— BEGIN DATA FOR PROCESSING —

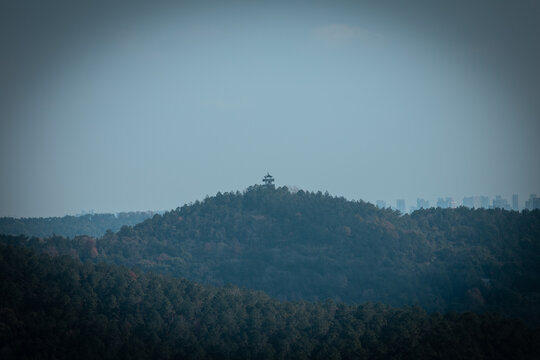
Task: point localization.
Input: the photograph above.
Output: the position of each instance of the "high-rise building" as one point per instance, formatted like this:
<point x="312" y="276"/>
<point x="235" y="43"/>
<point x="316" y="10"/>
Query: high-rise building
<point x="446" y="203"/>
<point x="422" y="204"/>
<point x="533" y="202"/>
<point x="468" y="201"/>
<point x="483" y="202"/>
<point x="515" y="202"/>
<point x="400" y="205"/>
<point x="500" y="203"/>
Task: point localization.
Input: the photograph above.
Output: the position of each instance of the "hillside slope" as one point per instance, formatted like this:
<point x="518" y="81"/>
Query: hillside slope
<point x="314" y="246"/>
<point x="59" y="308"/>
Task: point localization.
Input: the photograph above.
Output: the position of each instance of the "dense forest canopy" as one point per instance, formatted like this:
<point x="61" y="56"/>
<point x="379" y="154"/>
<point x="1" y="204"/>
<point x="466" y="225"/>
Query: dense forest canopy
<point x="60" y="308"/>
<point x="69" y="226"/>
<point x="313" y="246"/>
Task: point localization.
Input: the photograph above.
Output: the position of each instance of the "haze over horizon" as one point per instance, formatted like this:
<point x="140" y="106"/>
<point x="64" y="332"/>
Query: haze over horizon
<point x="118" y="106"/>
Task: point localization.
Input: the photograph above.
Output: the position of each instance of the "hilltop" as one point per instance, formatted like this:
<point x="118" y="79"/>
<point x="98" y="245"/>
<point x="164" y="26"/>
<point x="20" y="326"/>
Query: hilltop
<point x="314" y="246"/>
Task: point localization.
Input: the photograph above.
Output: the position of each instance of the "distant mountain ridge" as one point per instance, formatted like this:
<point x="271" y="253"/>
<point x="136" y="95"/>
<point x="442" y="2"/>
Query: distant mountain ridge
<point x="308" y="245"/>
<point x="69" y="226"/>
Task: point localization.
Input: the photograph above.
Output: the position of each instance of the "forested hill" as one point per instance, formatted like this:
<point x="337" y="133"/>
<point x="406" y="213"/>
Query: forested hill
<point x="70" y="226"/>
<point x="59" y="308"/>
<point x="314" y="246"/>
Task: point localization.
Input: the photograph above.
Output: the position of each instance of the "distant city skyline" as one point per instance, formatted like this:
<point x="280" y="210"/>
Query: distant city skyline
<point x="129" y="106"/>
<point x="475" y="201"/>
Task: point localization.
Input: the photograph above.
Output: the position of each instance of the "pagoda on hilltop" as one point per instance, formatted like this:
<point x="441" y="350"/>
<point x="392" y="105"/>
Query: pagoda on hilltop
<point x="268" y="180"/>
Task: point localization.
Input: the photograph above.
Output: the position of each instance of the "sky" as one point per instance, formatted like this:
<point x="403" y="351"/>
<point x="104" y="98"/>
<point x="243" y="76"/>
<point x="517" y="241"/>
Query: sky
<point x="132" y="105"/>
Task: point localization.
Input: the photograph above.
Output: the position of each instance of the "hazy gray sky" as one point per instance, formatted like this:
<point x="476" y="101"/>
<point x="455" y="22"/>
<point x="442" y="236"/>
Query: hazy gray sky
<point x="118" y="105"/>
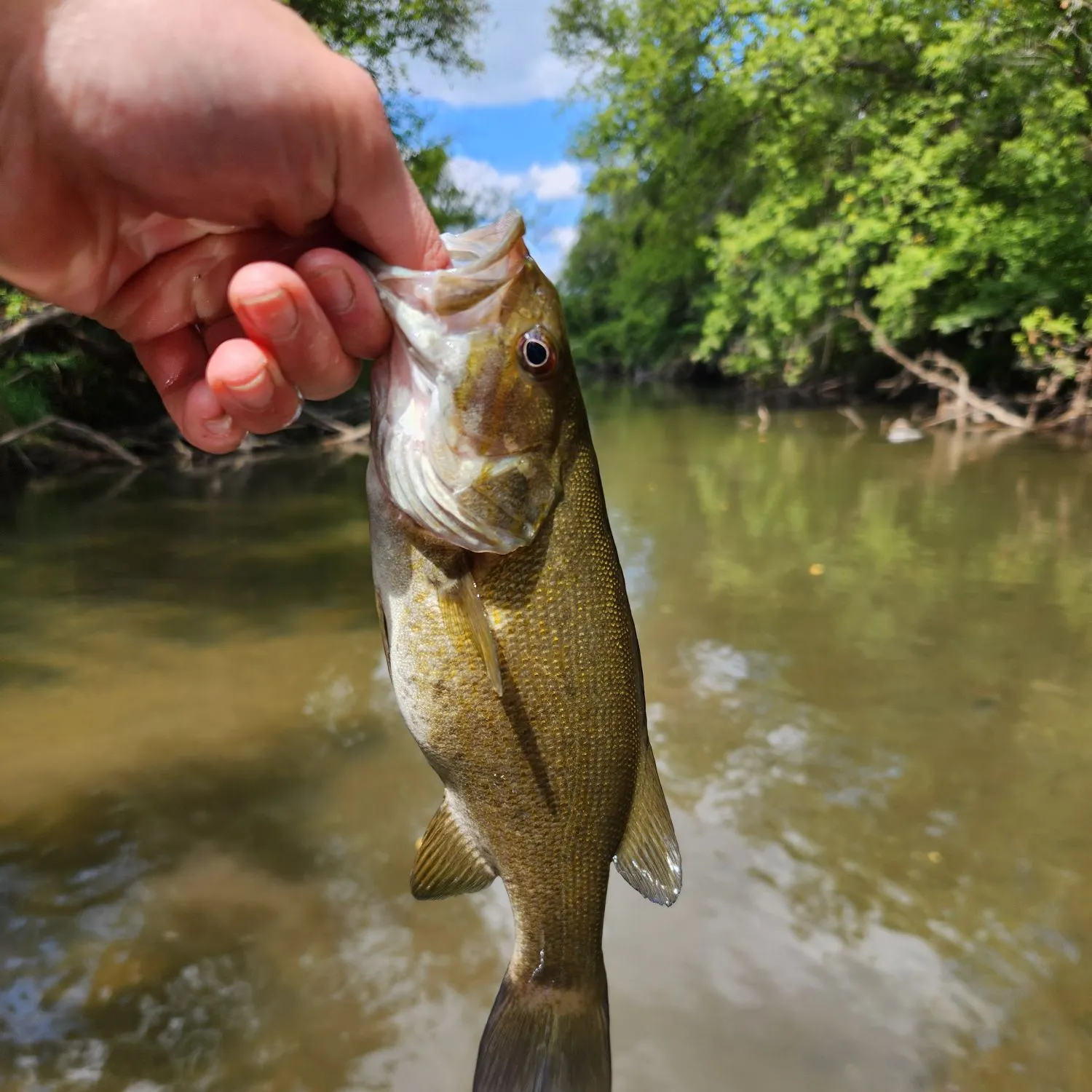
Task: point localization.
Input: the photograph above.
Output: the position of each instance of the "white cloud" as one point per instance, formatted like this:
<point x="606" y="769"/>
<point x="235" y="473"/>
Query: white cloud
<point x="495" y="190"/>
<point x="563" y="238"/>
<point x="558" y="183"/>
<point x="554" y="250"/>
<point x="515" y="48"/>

— END DATA FOR PROCESSING —

## EXERCISE DETAILS
Above are records to transcribe exactly; leave their pictures out.

## EXERCISE OUTPUT
Task: point localization.
Input: the photograph above.
Output: the position of each instance of the "high-rise building" as one point per instance, formatted like this:
<point x="312" y="276"/>
<point x="235" y="43"/>
<point x="316" y="10"/>
Query: high-rise building
<point x="446" y="203"/>
<point x="422" y="204"/>
<point x="533" y="202"/>
<point x="468" y="201"/>
<point x="483" y="202"/>
<point x="515" y="202"/>
<point x="400" y="205"/>
<point x="500" y="203"/>
Task: point localization.
Input: the photograph above.
Output: the position of each instance of the "hillside slope" as one point per instance, formatted like this:
<point x="518" y="81"/>
Query: hillside slope
<point x="314" y="246"/>
<point x="59" y="308"/>
Task: point localization.
Input: the photograph above.
Output: the position of each instance of the "dense forest canopy" as one point per instance, formatted like this:
<point x="61" y="56"/>
<point x="379" y="154"/>
<point x="1" y="204"/>
<point x="466" y="225"/>
Query: dense forest canopy
<point x="60" y="308"/>
<point x="69" y="226"/>
<point x="313" y="246"/>
Task: point localization.
Input: the photograph above.
Output: the position of each instance of the "haze over horizon" as one point per instance, formatted like this:
<point x="140" y="106"/>
<point x="64" y="332"/>
Query: haze over horizon
<point x="118" y="106"/>
Task: point localization.
Input: the photograph above.
Output: the position of each instance of the "hilltop" as one point per instance, formatted like this:
<point x="118" y="79"/>
<point x="98" y="245"/>
<point x="164" y="26"/>
<point x="20" y="326"/>
Query: hilltop
<point x="314" y="246"/>
Task: point localization.
Input: the photograph above.
Output: the position of each instance of the "distant mountain ridge" as one point per instance, formatted like this:
<point x="271" y="253"/>
<point x="136" y="95"/>
<point x="442" y="2"/>
Query: distant mountain ridge
<point x="308" y="245"/>
<point x="69" y="226"/>
Task: point localization.
Input: the photograph above.
Output: the position of each instance of the "forested hill" as one point per instance, formatted like this:
<point x="337" y="133"/>
<point x="406" y="213"/>
Query: forested hill
<point x="70" y="226"/>
<point x="59" y="308"/>
<point x="314" y="246"/>
Task: point localization.
Input: the photograph above.
Output: the position of each instance of the "distant city skyline" as one point per instance, formatted like this:
<point x="280" y="210"/>
Query: distant city skyline
<point x="129" y="106"/>
<point x="475" y="201"/>
Task: point localization.
Input: the photograph above.
Output: the position of each instance of the "pagoda on hilltop" as one point per instance, formatted like this:
<point x="441" y="350"/>
<point x="392" y="105"/>
Query: pagoda on hilltop
<point x="268" y="180"/>
Task: point localization.
Input: the photograph above.
Output: the position of each instance of the "sky" as one point per instance, formatted like this:
<point x="403" y="351"/>
<point x="104" y="98"/>
<point x="243" y="76"/>
<point x="517" y="241"/>
Query: sky
<point x="132" y="105"/>
Task: point localization.
Input: the photograph above.
Output: the position of each instance of the "hazy gray sky" as one point per instance, formatted like this:
<point x="476" y="101"/>
<point x="455" y="22"/>
<point x="442" y="236"/>
Query: hazy gray sky
<point x="118" y="105"/>
Task: point localization.
Input: the photograph above.
Output: the position of each instance of the "white cloud" as one point per instance, formatted like this:
<point x="606" y="769"/>
<point x="235" y="473"/>
Query: white cloud
<point x="495" y="190"/>
<point x="563" y="238"/>
<point x="558" y="183"/>
<point x="554" y="250"/>
<point x="515" y="48"/>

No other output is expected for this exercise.